- YOUR OBJECTIVE
Here are some records. Transcribe all of them exactly.

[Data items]
________

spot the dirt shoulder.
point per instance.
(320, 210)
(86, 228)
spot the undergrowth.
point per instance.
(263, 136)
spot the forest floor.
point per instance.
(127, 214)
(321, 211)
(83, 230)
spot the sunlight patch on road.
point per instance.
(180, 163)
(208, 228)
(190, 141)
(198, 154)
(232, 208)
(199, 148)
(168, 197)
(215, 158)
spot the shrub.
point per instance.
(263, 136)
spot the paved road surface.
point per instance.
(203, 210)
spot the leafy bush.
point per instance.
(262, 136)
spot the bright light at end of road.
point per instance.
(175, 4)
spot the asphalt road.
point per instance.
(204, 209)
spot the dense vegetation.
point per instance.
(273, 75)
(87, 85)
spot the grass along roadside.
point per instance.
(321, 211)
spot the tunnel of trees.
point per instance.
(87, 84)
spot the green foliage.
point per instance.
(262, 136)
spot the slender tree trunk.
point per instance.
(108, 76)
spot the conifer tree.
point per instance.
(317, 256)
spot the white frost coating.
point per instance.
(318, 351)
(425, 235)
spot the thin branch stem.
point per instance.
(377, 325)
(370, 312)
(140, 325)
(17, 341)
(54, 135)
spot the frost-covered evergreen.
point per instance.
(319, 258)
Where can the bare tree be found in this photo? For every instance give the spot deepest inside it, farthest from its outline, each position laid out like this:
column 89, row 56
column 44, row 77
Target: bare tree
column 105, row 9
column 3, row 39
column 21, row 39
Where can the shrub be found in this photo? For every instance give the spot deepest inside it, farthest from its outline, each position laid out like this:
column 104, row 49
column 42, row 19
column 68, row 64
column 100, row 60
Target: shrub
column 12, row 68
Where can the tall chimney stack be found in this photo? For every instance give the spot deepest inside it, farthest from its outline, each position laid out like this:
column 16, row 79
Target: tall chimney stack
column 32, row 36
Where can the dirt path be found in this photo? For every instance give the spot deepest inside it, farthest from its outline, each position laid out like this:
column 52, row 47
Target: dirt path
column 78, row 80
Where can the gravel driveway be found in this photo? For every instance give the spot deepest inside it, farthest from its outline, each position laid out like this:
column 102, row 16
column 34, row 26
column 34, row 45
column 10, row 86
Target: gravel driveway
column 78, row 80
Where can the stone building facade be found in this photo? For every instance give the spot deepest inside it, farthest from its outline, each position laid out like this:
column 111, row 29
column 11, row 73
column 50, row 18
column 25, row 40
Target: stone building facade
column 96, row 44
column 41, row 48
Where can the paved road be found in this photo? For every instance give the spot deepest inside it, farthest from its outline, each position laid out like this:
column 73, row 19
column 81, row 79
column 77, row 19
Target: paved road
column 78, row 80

________

- COMPLETED TASK
spot the dirt shoulder.
point per instance.
(320, 210)
(86, 228)
spot the undergrowth.
point per instance.
(263, 136)
spot the forest floor.
point per instance.
(127, 214)
(321, 211)
(83, 230)
spot the sunlight patch on road.
point per instance.
(180, 163)
(208, 228)
(190, 141)
(198, 154)
(232, 208)
(199, 148)
(168, 197)
(215, 158)
spot the shrub.
point per instance.
(263, 136)
spot the paved road surface.
point per instance.
(203, 210)
spot the leafy bush.
point per instance.
(262, 136)
spot the bright light at end of road.
point per instance.
(175, 4)
spot the asphalt road.
point per instance.
(204, 209)
spot the dense vegetation.
point per instance.
(273, 75)
(87, 85)
spot the grass along roadside.
point per instance.
(321, 211)
spot the tunnel of trees.
point per instance.
(87, 84)
spot the green foliage.
point per instance.
(262, 136)
spot the slender tree trunk.
point per instance.
(108, 76)
spot the conifer tree.
point per instance.
(317, 256)
spot the white frost coating.
point per instance.
(318, 351)
(425, 235)
spot the thin branch stem.
point per instance.
(377, 325)
(370, 312)
(140, 325)
(17, 341)
(54, 135)
spot the frost-covered evergreen.
point per instance.
(319, 258)
Where can the bare tree be found in this photo? For every instance give the spot deepest inside it, farthest from its outline, each position laid out like this:
column 89, row 56
column 44, row 77
Target: bare tree
column 105, row 9
column 3, row 39
column 21, row 39
Where can the shrub be found in this photo? For every instance give the spot deepest inside it, farthest from its outline, each position laid out like this:
column 104, row 49
column 42, row 19
column 68, row 64
column 100, row 60
Target: shrub
column 12, row 68
Where can the tall chimney stack be found in this photo? For every instance give the spot deepest inside it, farthest from its outline, each position laid out like this:
column 16, row 79
Target: tall chimney stack
column 32, row 36
Where can the dirt path be found in this photo? For every instance give the spot deepest inside it, farthest from its outline, each position laid out like this:
column 52, row 47
Target: dirt path
column 78, row 80
Where can the gravel driveway be found in this photo? For every instance give the spot deepest inside it, farthest from its outline, each position laid out like this:
column 102, row 16
column 34, row 26
column 34, row 45
column 10, row 86
Target: gravel driveway
column 78, row 80
Where can the stone building facade be found in this photo? For every instance give the spot deepest inside it, farthest from its outline, each position laid out like this:
column 111, row 29
column 11, row 73
column 50, row 18
column 25, row 40
Target: stone building facade
column 96, row 44
column 41, row 48
Where can the paved road be found in this photo? For every instance give the spot deepest inside it, farthest from its outline, each position laid out like this:
column 73, row 19
column 81, row 79
column 77, row 19
Target: paved road
column 78, row 80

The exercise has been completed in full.